Where an entry below contains an image, skip the image and copy the rest exactly.

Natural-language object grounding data
------------------------------------------------

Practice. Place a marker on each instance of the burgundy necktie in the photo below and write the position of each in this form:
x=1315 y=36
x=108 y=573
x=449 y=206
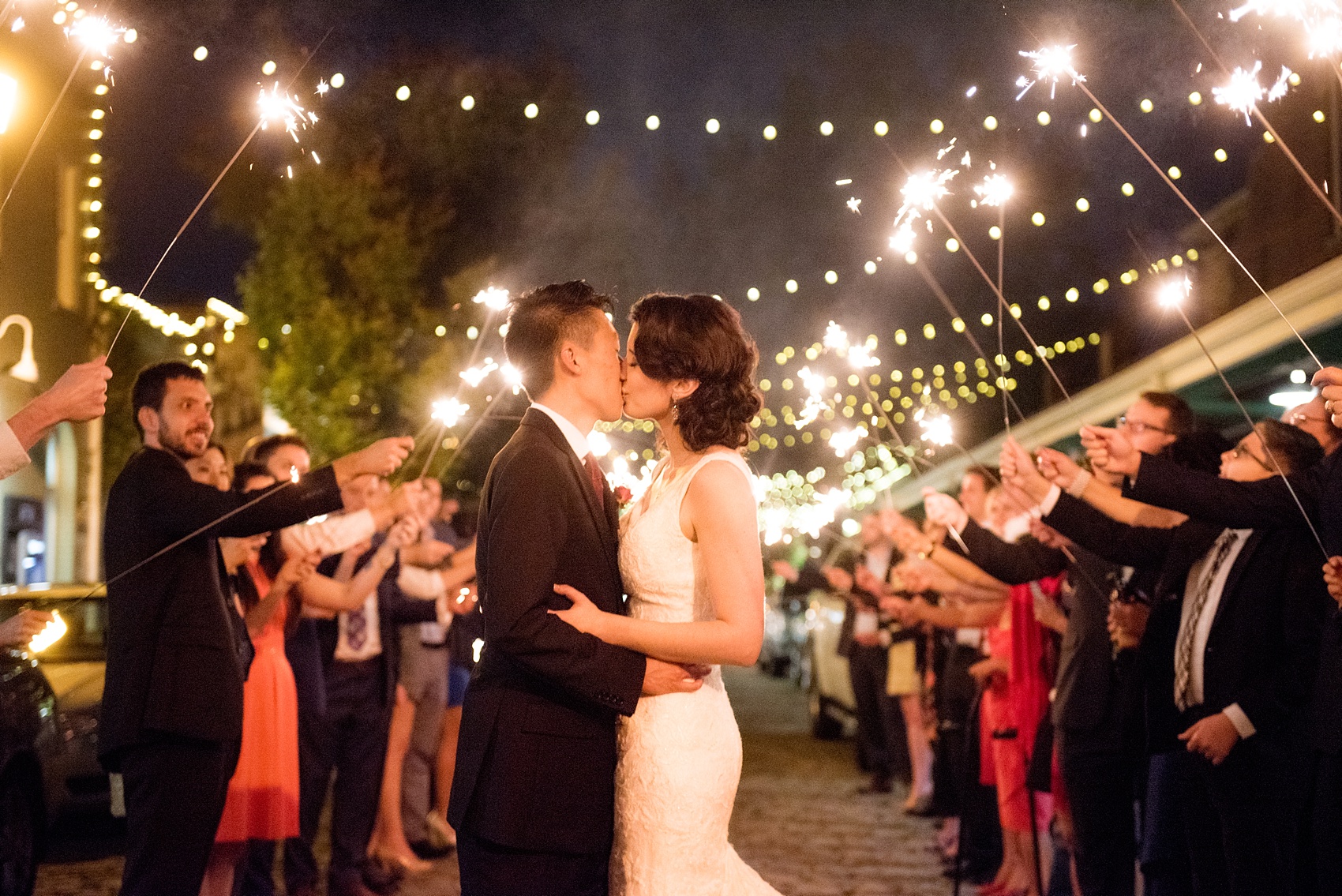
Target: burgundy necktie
x=598 y=478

------------------------------------------------

[TASK RESPONSE]
Practice. Place a marker on each instance of the burgundy necktie in the photo below and write the position of each in this form:
x=1315 y=36
x=108 y=573
x=449 y=206
Target: burgundy necktie
x=598 y=478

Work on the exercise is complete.